** Brief **
Repeat the data in full. Every line must match.

** Extracted records **

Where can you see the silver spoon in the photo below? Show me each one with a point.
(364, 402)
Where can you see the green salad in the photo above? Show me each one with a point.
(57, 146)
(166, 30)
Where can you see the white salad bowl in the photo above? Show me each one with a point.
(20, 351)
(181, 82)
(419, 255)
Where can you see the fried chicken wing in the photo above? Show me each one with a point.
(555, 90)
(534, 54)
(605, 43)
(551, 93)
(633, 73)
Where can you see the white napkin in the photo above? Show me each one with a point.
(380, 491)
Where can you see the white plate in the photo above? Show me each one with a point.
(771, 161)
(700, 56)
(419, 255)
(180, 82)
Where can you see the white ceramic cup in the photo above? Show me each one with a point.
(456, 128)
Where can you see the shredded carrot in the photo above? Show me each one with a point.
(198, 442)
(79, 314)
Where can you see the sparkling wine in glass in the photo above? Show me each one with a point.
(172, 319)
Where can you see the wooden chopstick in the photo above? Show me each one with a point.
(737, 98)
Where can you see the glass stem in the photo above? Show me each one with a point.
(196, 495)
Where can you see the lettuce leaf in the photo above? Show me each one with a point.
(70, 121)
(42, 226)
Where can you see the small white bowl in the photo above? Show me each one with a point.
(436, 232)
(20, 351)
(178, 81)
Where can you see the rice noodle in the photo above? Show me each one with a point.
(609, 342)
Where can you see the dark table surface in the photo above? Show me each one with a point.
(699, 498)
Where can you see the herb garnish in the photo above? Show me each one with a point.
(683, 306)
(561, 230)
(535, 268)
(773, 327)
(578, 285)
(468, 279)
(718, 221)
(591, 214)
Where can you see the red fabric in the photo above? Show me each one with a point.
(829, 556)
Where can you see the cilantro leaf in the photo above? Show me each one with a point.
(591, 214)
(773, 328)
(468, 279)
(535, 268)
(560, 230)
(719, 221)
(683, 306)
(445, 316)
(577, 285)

** Task solution **
Where can you see the silver spoon in the photo below? Show me each one with a point.
(364, 402)
Where can you see the green salad in the photo above? Show me each one with a point.
(57, 146)
(166, 30)
Where can you see the white salad bowl in the photo above? Show me each one with a point.
(20, 351)
(181, 82)
(419, 255)
Where can you see the fried chicken wing in the photo above? Show me each one with a point.
(555, 90)
(534, 54)
(605, 43)
(551, 93)
(633, 73)
Where can you see the white napkin in the photo above? Show me each one with a point.
(380, 491)
Where can you see the white plate in the photo above? Show me each one with a point.
(771, 161)
(700, 56)
(419, 255)
(180, 82)
Where can you see the white ceramic cup in the photo above? Show me each one with a point.
(456, 128)
Where can you see the shredded carrot in the photo above? Show me each one with a point.
(198, 442)
(79, 314)
Where can you see the sparkling wine in glass in the photo above? Show me each one with a point.
(172, 319)
Where can you see the wooden chopstick in the photo above? Show me each one with a point.
(737, 98)
Where can you see the glass stem in the photo above? Show me each one with a point.
(196, 495)
Where can you see the lettuce leaf in the photo above? Show me each one with a point.
(70, 121)
(42, 226)
Where can you see the small white bowl in the photo above? Show me each one with a point.
(436, 232)
(20, 351)
(178, 81)
Where can you see the rice noodle in the photo above? Show me each one with a point.
(609, 342)
Where can you see the dark table surface in the photo above? Show me each one with a point.
(699, 498)
Where can you see the herb garnish in the photo above? Show me each one with a point.
(683, 306)
(561, 230)
(535, 268)
(773, 327)
(578, 285)
(468, 279)
(718, 221)
(591, 214)
Where can you see the red fabric in the photo above? Show me each one with a point.
(829, 556)
Where can you see the cilantro leaf in the photo above? Show me each one with a point.
(591, 214)
(773, 328)
(468, 279)
(535, 268)
(560, 230)
(719, 221)
(683, 306)
(445, 316)
(577, 285)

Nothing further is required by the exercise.